## Consigne a
Relevez tous les musées nommés dans l'article sur les faux.

## Texte de lecture
ArtAujourdhui.Hebdo
N° 75 - du 24 janvier 2008 au 30 janvier 2008
L'AIR DU TEMPS
Vague de faux
L’affaire du faux faune de Gauguin, une statue achetée par l’Art Institute de Chicago, a mis dans l’embarras le grand musée américain, qui s’est fait berner par une drôle de famille. Vincent Noce a tiré dans Libération du 14 janvier le portrait de ces Bidochon un peu particuliers : un patriarche de 84 ans, George Greenhalgh, qui vient de comparaître en chaise roulante et en chaussons devant un juge de Manchester, et son fils de 47 ans. Ils ont produit pendant des années, dans leur garage, des bas-reliefs assyriens, des figurines égyptiennes ou des reliquaires anglo-saxons du Xe siècle. Ces pièces ont fini dans de grands musées et en salles des ventes, où des conservateurs et des experts peu scrupuleux leur ont trouvé toutes les marques d’authenticité voulues. Autre cas qui a défrayé la chronique : l’annulation, à la mi-décembre, par le Musée ethnographique de Hambourg, d’une rétrospective des célèbres guerriers chinois de terre cuite. Ils étaient tous faux. L’argument de la société organisatrice – les guerriers étaient du même matériau et de même taille que les originaux – n’a pas porté… Rien de nouveau sous le soleil : en 1985, le Getty Museum avait acheté une statue grecque pour 10 millions de dollars. Le volcanique historien de l’art Federico Zeri avait démissionné du musée pour se désolidariser de l’acquisition de ce faux grossier à ses yeux. Face à l’augmentation du nombre d’œuvres postiches, pourquoi ne pas cependant s’inspirer de l’attitude du Getty ? Dans le doute, ses responsables avaient alors exposé la statue avec un cartel plein d’humour : « Marbre grec. Vers 530 av. J.-C. ou faux moderne ».

## Données sources
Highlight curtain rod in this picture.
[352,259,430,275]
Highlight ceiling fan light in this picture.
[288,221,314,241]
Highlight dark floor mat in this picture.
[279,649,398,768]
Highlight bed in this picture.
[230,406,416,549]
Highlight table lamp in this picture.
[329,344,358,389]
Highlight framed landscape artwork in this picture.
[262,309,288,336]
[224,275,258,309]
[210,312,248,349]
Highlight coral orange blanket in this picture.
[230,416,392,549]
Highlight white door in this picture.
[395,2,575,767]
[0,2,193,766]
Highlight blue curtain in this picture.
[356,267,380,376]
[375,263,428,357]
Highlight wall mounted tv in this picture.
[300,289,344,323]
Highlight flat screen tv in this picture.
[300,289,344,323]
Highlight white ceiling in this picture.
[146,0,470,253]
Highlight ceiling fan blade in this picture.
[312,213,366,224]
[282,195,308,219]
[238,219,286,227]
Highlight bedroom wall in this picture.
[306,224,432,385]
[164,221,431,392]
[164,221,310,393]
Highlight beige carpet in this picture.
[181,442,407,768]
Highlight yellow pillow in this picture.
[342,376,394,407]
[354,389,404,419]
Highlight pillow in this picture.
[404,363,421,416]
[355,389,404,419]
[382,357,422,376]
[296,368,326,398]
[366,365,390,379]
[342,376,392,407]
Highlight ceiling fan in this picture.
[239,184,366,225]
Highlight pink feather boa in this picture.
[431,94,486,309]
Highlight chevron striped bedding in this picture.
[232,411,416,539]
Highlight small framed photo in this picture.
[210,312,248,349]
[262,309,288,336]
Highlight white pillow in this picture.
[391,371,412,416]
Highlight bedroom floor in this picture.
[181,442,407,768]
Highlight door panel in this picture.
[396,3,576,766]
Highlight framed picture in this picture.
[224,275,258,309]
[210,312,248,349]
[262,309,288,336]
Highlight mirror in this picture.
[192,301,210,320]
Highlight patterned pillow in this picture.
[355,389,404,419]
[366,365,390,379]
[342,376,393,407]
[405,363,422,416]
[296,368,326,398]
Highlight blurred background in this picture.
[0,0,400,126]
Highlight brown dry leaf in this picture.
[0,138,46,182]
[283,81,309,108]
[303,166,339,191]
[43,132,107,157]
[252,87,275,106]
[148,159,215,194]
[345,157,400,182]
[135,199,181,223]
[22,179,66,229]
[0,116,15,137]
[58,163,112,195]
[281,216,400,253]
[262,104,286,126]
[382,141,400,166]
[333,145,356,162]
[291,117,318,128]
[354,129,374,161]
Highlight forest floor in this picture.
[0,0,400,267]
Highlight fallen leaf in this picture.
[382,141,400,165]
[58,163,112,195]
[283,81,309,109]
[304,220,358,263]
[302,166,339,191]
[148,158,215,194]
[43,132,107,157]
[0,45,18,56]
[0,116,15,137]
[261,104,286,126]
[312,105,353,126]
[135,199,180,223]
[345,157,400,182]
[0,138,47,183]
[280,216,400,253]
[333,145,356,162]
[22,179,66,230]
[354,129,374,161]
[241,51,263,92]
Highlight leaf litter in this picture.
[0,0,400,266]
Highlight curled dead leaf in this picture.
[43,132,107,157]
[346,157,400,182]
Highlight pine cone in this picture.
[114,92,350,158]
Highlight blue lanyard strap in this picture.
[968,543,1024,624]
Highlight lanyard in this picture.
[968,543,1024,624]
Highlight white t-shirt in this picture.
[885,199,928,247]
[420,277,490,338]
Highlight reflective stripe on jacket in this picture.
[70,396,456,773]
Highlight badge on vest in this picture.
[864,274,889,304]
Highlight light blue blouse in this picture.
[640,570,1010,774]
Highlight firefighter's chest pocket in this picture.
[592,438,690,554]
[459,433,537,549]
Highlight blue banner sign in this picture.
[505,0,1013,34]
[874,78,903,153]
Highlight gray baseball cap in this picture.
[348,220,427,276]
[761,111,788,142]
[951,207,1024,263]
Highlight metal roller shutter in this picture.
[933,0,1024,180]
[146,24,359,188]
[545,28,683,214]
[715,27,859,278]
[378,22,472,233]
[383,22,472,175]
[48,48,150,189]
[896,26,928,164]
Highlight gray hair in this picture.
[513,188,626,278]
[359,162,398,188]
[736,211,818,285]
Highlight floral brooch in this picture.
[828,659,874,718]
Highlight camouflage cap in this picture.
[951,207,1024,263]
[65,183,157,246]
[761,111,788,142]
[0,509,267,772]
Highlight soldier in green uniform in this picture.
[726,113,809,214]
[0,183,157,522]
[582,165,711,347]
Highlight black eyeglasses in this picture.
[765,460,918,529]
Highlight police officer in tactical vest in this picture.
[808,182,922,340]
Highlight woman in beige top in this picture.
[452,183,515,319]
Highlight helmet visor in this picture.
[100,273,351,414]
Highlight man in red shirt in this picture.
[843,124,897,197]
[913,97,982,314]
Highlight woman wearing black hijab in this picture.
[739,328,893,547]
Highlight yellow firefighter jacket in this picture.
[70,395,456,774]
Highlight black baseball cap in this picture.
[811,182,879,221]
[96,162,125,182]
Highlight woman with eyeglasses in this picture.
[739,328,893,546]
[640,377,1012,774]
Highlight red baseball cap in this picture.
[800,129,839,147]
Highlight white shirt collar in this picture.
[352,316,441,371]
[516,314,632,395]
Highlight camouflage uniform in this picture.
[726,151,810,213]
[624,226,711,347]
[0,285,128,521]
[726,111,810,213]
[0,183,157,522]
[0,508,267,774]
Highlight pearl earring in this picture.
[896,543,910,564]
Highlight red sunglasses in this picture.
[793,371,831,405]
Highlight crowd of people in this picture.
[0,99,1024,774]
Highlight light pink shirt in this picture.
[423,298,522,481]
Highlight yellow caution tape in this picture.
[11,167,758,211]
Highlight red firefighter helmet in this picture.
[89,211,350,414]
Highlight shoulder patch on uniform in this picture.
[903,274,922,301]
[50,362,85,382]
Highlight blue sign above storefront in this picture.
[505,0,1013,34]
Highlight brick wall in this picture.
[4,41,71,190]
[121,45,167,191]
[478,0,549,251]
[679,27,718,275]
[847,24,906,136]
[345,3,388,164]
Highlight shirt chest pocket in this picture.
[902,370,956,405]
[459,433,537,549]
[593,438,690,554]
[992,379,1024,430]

## Consigne b
Redimensionnez les enregistrements en partant de leur début et en terminant par la ligne contenant « [329,344,358,389] ». Recopiez chacune de ces lignes, demandes incluses, en multipliant par 0,4 chaque coordonnée des réponses et en arrondissant à l'entier, les demis vers le haut.

## Résultat a
L'Art Institute de Chicago, le Musée ethnographique de Hambourg, le Getty Museum.

## Résultat b
Highlight curtain rod in this picture.
[141,104,172,110]
Highlight ceiling fan light in this picture.
[115,88,126,96]
Highlight dark floor mat in this picture.
[112,260,159,307]
Highlight bed in this picture.
[92,162,166,220]
Highlight table lamp in this picture.
[132,138,143,156]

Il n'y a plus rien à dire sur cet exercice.